» **Stated goal 1**
Reproduce the part of the global temporary tables thread starting with "People need to" and going on through "supporting existing code.".
» **Stated goal 2**
Answer these questions from the global temporary tables thread:
(a) Which features does Simon Riggs name as ones people had to get used to?
(b) To whose post, by name and number, is Tom Lane's message a reply?
(c) What does Tom Lane give as the current definition of Hot Standby?

----- Extracted text

On Sun, 2010-04-25 at 11:35 -0400, Robert Haas wrote:

And I don't
think you can even get that far, because I don't think too many people
here are going to say that we shouldn't add global temporary tables
unless we can also make them work with Hot Standby.

The policy round here for some time has been that when we implement
things we make them work fully and seamlessly. I don't see why Hot
Standby would be singled out any more than any other feature, say
Windows support or tablespaces should be occasionally ignored.

People need to get used to the new feature set, just as we had to with
HOT, subtransactions, prepared transactions, Gist etc.. That may require
a thwack from various people, but the responsibility lies with the new
feature implementor, not the person supporting existing code.

I fully understand your wish to implement a partial feature with caveats
because I have argued that many times myself. But I've come to realise
that the best way is to build things so they work cleanly across the
board. Other developers can plan projects in the knowledge that they can
build directly on firm foundations, not fill in the cracks. In the end
this comes down to a choice as developers, do we help each other by
doing a full job, or do we leave unexploded bombs for each other through
short-termism? Now I understand this better myself, I act differently
and accept objections if people think a fuller, more complete design is
what is needed. Recent demonstrations of that available, both objecting
and accepting.

Don't see this as an extra task, just see it as one of the many aspects
that will need to be considered when developing it. If you do that it
need not be additional work.

--
Simon Riggs www.2ndQuadrant.com

#39Tom Lane
tgl@sss.pgh.pa.us
In reply to: Simon Riggs (#38)
Re: global temporary tables

Simon Riggs <simon@2ndQuadrant.com> writes:

On Sun, 2010-04-25 at 11:35 -0400, Robert Haas wrote:

And I don't
think you can even get that far, because I don't think too many people
here are going to say that we shouldn't add global temporary tables
unless we can also make them work with Hot Standby.

The policy round here for some time has been that when we implement
things we make them work fully and seamlessly. I don't see why Hot
Standby would be singled out any more than any other feature, say
Windows support or tablespaces should be occasionally ignored.

The current definition of Hot Standby is that it's a *read only*
behavior. Not read mostly. What you are proposing is a rather
fundamental change in the behavior of HS, and it doesn't seem to me
that it should be on the head of anybody else to make it work.

IOW: I agree with Robert that this is not an essential part of global
temp tables. If it happens to fall out that it works like that, great,
but it isn't a requirement.

----------
----- Data block

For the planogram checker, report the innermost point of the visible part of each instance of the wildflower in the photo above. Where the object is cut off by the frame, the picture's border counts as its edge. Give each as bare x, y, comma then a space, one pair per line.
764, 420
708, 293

----------

» **Task result 1**
People need to get used to the new feature set, just as we had to with
HOT, subtransactions, prepared transactions, Gist etc.. That may require
a thwack from various people, but the responsibility lies with the new
feature implementor, not the person supporting existing code.

» **Task result 2**
(a) HOT, subtransactions, prepared transactions and Gist.
(b) Simon Riggs, #38.
(c) It is a read-only behavior, not read-mostly.